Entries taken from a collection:
--------
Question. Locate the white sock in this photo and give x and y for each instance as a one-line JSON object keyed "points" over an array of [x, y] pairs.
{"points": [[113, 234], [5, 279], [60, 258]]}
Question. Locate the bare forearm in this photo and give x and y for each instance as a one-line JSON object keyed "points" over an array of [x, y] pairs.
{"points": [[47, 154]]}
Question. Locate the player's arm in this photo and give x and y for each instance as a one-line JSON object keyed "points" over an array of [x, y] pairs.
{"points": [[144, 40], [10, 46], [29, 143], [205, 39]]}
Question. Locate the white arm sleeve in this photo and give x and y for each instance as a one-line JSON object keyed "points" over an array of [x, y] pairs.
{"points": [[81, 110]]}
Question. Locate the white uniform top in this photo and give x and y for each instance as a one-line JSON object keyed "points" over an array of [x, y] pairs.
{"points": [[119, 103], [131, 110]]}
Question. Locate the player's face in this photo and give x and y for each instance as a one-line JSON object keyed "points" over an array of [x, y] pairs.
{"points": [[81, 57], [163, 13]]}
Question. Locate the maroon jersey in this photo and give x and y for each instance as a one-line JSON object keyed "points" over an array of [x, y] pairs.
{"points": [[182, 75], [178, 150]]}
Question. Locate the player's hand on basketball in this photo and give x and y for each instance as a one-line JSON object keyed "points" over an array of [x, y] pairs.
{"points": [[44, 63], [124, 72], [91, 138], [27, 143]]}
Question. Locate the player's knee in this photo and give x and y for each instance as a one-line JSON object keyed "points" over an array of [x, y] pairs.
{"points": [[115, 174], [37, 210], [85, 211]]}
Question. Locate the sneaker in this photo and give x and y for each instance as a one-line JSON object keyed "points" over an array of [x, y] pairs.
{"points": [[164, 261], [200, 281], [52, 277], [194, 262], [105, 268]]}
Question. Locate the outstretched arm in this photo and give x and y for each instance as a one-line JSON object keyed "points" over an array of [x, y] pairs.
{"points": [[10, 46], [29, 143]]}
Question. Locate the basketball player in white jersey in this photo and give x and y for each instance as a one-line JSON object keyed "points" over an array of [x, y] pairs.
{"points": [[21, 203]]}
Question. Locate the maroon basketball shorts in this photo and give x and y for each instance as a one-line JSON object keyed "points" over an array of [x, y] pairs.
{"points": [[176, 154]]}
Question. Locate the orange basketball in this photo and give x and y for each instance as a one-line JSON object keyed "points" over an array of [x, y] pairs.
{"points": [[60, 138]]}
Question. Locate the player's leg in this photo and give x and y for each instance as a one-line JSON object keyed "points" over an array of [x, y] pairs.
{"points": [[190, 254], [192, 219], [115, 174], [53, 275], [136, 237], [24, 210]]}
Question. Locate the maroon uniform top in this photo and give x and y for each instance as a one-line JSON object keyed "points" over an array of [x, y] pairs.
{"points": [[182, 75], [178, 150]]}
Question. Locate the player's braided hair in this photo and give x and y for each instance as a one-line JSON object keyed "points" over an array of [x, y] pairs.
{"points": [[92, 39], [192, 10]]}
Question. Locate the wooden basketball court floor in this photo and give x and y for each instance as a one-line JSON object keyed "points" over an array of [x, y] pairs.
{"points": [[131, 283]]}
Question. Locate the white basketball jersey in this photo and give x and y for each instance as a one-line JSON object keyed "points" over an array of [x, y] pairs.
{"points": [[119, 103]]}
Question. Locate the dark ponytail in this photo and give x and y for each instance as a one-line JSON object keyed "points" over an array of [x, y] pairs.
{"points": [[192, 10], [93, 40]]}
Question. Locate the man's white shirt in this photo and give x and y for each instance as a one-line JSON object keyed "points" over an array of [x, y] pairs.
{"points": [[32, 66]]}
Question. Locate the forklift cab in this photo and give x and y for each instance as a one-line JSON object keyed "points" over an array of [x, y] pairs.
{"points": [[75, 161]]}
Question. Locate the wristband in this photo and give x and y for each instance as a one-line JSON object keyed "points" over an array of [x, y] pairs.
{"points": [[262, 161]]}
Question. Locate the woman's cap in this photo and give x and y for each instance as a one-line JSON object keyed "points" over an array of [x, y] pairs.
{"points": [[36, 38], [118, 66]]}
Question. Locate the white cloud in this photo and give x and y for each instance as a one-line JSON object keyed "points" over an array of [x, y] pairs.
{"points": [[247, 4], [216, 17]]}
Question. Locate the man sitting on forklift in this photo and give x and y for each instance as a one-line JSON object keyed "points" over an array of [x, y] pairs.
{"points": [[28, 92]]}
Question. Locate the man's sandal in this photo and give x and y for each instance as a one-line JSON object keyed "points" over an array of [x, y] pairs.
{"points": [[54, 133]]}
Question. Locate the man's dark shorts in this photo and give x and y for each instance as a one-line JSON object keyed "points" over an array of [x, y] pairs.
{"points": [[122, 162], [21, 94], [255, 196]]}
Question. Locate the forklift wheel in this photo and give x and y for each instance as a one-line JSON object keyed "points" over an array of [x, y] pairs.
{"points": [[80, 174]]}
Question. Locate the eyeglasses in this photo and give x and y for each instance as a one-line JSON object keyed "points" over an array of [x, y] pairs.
--------
Given problem
Copy every line in full, starting at the line that contains "Question. Locate the man's dark" and ending at the last line of the records. Shift each x and y coordinate in the answers by -34.

Written solution
Question. Locate the man's dark shorts in this photo and give x and y for each instance as a one-line JSON object keyed "points" over an array of [x, y] pairs.
{"points": [[88, 128], [-13, 60], [221, 162]]}
Question. Locate the forklift wheel in this photo and give x and y for each instance as a one-line JSON object keyed "points" over an array of [x, y] pairs.
{"points": [[46, 140]]}
Question. Locate the eyeglasses in this photo and give x and y for each instance as a one-line JSON object keyed "points" over an array of [x, y] pairs.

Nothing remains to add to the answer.